------ Input data

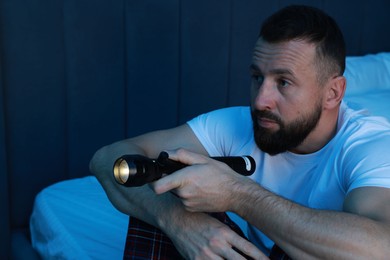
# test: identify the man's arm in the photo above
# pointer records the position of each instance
(361, 231)
(141, 202)
(194, 234)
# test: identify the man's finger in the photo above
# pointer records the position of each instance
(167, 183)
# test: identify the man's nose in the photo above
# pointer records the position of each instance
(266, 96)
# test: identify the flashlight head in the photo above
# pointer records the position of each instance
(135, 170)
(122, 170)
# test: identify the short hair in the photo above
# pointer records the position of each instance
(298, 22)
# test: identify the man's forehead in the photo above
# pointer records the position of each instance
(283, 55)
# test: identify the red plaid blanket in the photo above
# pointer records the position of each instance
(147, 242)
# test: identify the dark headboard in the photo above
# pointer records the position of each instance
(78, 74)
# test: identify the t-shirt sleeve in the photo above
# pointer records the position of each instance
(368, 162)
(222, 132)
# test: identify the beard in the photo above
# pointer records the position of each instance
(289, 136)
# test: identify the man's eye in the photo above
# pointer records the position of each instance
(259, 79)
(283, 83)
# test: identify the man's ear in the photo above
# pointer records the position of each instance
(335, 92)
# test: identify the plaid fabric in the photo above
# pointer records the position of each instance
(147, 242)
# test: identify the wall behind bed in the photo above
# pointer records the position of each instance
(78, 74)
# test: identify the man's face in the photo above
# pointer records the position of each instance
(286, 99)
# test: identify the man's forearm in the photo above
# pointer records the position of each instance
(308, 233)
(140, 202)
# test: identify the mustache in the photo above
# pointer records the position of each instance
(266, 114)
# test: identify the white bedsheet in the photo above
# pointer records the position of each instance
(75, 220)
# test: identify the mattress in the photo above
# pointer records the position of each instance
(75, 220)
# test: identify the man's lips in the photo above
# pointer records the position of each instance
(267, 123)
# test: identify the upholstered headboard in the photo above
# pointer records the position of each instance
(78, 74)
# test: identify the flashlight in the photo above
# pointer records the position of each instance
(137, 170)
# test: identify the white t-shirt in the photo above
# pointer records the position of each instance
(357, 156)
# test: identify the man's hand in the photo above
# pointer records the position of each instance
(205, 186)
(204, 237)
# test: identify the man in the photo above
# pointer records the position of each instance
(322, 184)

------------

**Exercise objective**
Render all of the material above as a two-column CSV with the headers task and value, giving one row for each text and its answer. Put each in a single quoted field, replace any line breaks with spaces, and leave the pictures out.

**Output below**
task,value
"# test: identify the man's arm in the photo above # pointer records the position of each instance","(361, 231) (141, 202) (194, 234)"
"# test: identify the man's finger in the photo above # pointer records the position of each instance","(167, 183)"
"# test: identify the man's nose in the photo above # pointer records the position of each instance","(266, 96)"
"# test: identify the flashlight head in the photo above # pointer records the position of each instance","(135, 170) (122, 170)"
"# test: identify the short hair in the photo above # pointer records the position of each instance","(298, 22)"
"# test: identify the man's forehead in the photo above # pointer records the position of each instance","(283, 55)"
"# test: identify the red plaid blanket in the photo above # pointer records the position of each instance","(147, 242)"
"# test: identify the dark headboard in the photo above # pointer records the position of each instance","(78, 74)"
"# test: identify the t-shirt sleeve in the photo above # pointer records the position of each instance","(368, 162) (222, 132)"
"# test: identify the beard in the photo above # pointer records the position of each instance","(289, 136)"
"# test: identify the man's eye in the photo above # pointer records the position of each instance","(259, 79) (283, 83)"
"# test: identify the man's ear in the photo above # pointer records the position of each instance","(335, 92)"
"# test: identify the plaid fabric in the photo above # pointer records the position of each instance","(147, 242)"
"# test: identify the wall behind bed in the photo above # pointer records the position of each instance","(78, 74)"
"# test: identify the man's face in the photo above # pointer records the position of each instance","(286, 99)"
"# test: identify the man's forearm in the photo above # pointer records the position of each instance","(308, 233) (140, 202)"
"# test: identify the mustache in the photo above # pointer records the position of each instance","(266, 114)"
"# test: identify the white bedsheet in the photo above # pointer records the position of each instance","(75, 220)"
"# test: identify the mattress in the photo above # pointer records the position of each instance","(75, 220)"
"# test: identify the man's lips in the photo above # pointer records the position of each instance","(267, 123)"
"# test: identify the upholstered headboard in the photo above # pointer records the position of each instance","(78, 74)"
"# test: identify the flashlight in the photo above # pointer records the position of each instance","(137, 170)"
"# test: identify the white t-shirt in the photo above # pointer records the position of each instance","(357, 156)"
"# test: identify the man's hand in the photo above # pointer records the position of each instance","(205, 186) (204, 237)"
"# test: identify the man in the photo above # pointer records the position of each instance","(322, 184)"